STATED EXERCISE 1. Reproduce everything in the tribunal decision from "[Database Search] [Name" down to "(4 February 2011)".
STATED EXERCISE 2. List the names of all the applicants in the tribunal decision.
STATED EXERCISE 3. Resume the tribunal decision on the citizenship applications, carrying on from the final note shown.

AustLII [Home] [Databases] [WorldLII] [Search] [Feedback]

Administrative Appeals Tribunal of Australia

You are here:  AustLII >> Databases >> Administrative Appeals Tribunal of Australia >> 2011 >> [2011] AATA 57

[Database Search] [Name Search] [Recent Decisions] [Noteup] [Download] [Help]

Mili and Ors and Minister for Immigration and Citizenship [2011] AATA 57 (4 February 2011)

Last Updated: 4 February 2011

Administrative Appeals Tribunal

DECISION AND REASONS FOR DECISION [2011] AATA 57

ADMINISTRATIVE APPEALS TRIBUNAL )

) No 2010/4613

GENERAL ADMINISTRATIVE DIVISION

)

Re
THERESA MILI

Applicant


And
MINISTER FOR IMMIGRATION AND CITIZENSHIP

Respondent

No 2010/4614



Re
GEORGE TANNA

Applicant


And
MINISTER FOR IMMIGRATION AND CITIZENSHIP

Respondent


No 2010/4615



Re
JOHN DAWANINCURA

Applicant


And
MINISTER FOR IMMIGRATION AND CITIZENSHIP

Respondent

No 2010/4616



Re
HENRY DAWANINCURA

Applicant


And
MINISTER FOR IMMIGRATION AND CITIZENSHIP

Respondent

No 2010/4618



Re
ARCHIE (NEVILLE) CHAPMAN

Applicant


And
MINISTER FOR IMMIGRATION AND CITIZENSHIP

Respondent


DECISION

Tribunal
Deputy President P E Hack SC

Date 4 February 2011

Place Brisbane

Decision
The Tribunal refuses each application for an extension of time.


...................[Sgd].................
Deputy President

CATCHWORDS

IMMIGRATION & CITIZENSHIP – Citizenship - Applicants born in Papua New Guinea prior to Independence – Resumption of Australian Citizenship status.

PRACTICE & PRODEDURE – Extension of time – Lack of utility as bound to fail – Extension of time refused.


Australian Citizenship Act 1997 (Cth) s 29


Minister for Immigration v Walsh [2002] FCAFC 205; (2002) 125 FCR 31


REASONS FOR DECISION


4 February 2011
Deputy President P E Hack SC

  1. There are before the Tribunal applications from, or on behalf of, five residents of Papua New Guinea in which an extension of time is sought to review decisions by the respondent, the Minister for Immigration and Citizenship, refusing applications to renew Australian citizenship.
  2. The applications raise common issues and were heard together. Given that I am of the view that each application ought to be refused for similar reasons, it is convenient to do so in a single set of reasons.
  3. The starting point is s 29 of the Australian Citizenship Act 2007 (Cth). It provides, so far as is presently material:
(2) A person is eligible to become an Australian citizen again under this Subdivision if:
(a) the person ceased to be an Australian citizen under:
(i) section 33 (about renunciation) in order to acquire or retain the nationality or citizenship of a foreign country or to avoid suffering significant hardship or detriment; or
(ii) section 36 (about children); and
(b) if the person is aged 18 or over at the time the person made the application—the Minister is satisfied that the person is of good character at the time of the Minister’s decision on the application.
Note 1: See also section 32 (which is about persons resuming their former citizenship status).
Note 2: A person who ceases to be an Australian citizen under section 34 or 35 may apply to become an Australian citizen again under Subdivision A, AA or B.

EXTRACTED RECORDS.

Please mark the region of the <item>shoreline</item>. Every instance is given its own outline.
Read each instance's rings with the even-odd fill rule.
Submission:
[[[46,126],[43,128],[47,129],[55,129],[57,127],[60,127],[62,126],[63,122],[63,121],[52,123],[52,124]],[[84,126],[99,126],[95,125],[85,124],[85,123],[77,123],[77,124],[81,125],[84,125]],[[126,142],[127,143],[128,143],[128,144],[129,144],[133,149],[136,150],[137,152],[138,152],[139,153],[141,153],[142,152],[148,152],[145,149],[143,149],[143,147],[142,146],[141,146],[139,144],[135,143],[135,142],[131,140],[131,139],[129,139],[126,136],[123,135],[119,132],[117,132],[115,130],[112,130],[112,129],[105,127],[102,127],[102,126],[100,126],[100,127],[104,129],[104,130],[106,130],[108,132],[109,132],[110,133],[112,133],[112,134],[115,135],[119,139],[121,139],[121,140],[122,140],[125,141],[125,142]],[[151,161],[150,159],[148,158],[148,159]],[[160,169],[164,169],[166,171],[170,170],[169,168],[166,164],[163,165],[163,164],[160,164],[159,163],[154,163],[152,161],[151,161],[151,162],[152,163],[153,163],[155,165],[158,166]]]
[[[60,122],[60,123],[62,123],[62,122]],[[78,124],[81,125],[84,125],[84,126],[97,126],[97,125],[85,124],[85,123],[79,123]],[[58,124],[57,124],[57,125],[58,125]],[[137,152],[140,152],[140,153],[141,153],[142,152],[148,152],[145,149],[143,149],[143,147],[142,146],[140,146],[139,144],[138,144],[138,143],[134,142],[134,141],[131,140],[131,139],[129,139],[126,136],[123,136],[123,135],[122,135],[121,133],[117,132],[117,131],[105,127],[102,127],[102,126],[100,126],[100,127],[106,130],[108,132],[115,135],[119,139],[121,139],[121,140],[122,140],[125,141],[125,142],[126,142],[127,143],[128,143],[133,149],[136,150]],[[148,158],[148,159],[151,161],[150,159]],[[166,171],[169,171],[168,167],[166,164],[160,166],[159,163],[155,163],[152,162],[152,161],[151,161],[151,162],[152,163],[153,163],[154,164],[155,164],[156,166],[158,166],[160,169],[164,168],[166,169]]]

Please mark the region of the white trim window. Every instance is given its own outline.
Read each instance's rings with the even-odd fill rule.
==
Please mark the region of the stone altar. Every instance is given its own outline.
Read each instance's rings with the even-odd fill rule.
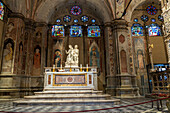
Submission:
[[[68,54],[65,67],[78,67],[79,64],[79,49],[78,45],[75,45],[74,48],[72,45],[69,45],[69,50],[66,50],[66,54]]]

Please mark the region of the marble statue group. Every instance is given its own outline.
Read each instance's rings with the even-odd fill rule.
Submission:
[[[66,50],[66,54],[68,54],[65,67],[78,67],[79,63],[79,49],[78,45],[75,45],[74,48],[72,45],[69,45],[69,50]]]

EXPECTED ANSWER 1.
[Database Search] [Name Search] [Recent Decisions] [Noteup] [Download] [Help]

Mili and Ors and Minister for Immigration and Citizenship [2011] AATA 57 (4 February 2011)

EXPECTED ANSWER 2.
THERESA MILI
GEORGE TANNA
JOHN DAWANINCURA
HENRY DAWANINCURA
ARCHIE (NEVILLE) CHAPMAN

EXPECTED ANSWER 3.
(3) A person is eligible to become an Australian citizen again under this Subdivision if:
(a) the person ceased to be an Australian citizen under:
(i) section 17 (about dual citizenship) of the old Act; or
(ii) section 18 (about renunciation) of the old Act in order to acquire or retain the nationality or citizenship of a foreign country or to avoid suffering significant hardship or detriment; or
(iii) section 20 (about residence outside Australia) of the old Act; or
(iv) section 23 (about children) of the old Act; and
(b) if the person is aged 18 or over at the time the person made the application—the Minister is satisfied that the person is of good character at the time of the Minister’s decision on the application.

Where an application is made under s 29, the Minister must approve, or refuse to approve, the applicant becoming an Australian citizen again. The Minister must not approve the person becoming a citizen again unless the person is eligible under s 29(2) or s 29(3) of the Act.

  1. A decision to refuse to approve resumption of citizenship may be reviewed in the Tribunal.
  2. The applicant in 2010/4613, Ms Theresa Mili, was born in March 1956 in what was then Papua. Papua was recognised as part of Australia in s 5 of the Nationality and Citizenship Act 1950 (Cth). By virtue of s 10(1) of that Act Ms Mili thus acquired the status of Australian citizenship by birth. On 16 September 1975 Papua became part of the independent nation of Papua New Guinea. It ceased being a Territory of Australia by virtue of s 4 of the Papua New Guinea Independence Act 1975 (Cth).
  3. In June 2009 Ms Mili lodged an application to resume Australian citizenship. That application was refused, and Ms Mili notified in writing of the decision by letter dated 26 March 2010. On 26 October 2010, about six months outside the ordinary time limit, Ms Mili made the present application for an extension of time within which to seek a review of the refusal decision.
  4. The position is generally similar in the case of the other applicants.
  5. Mr George Tanna (2010/4614) was born in Papua in November 1964. He made an application to resume Australian citizenship in May 2008. The application was refused, and Mr Tanna was notified of that decision by letter dated 8 April 2009. This application was made about 18 months outside the time limit for applications to review.
  6. Mr John Dawanincura (2010/4615) was born in Papua in June 1972. His application for resumption of citizenship was lodged on 26 November 2009 and refused on 26 May 2010. His application for an extension of time was lodged approximately three months out of time.
  7. Mr Henry Dawanincura (2010/4616) was born in Papua in September 1974. He applied for resumption of citizenship on 26 November 2009; it was refused on 26 May 2010. His application for an extension of time was lodged on 3 October 2010, some three months out of time.
  8. The final application was made on behalf of Mr Archie Chapman (2010/4618). It differed from the other applications only because, at the time of the application for an extension of time, Mr Chapman was deceased, having died in June 2009 shortly after he lodged an application for resumption of citizenship. Accordingly, it cannot be said that Mr Chapman is a person “whose interests are affected”[1] by the decision sought to be reviewed. For that reason alone I would refuse the application made in Mr Chapman’s name although I note that it lacks underlying merit for reasons that follow.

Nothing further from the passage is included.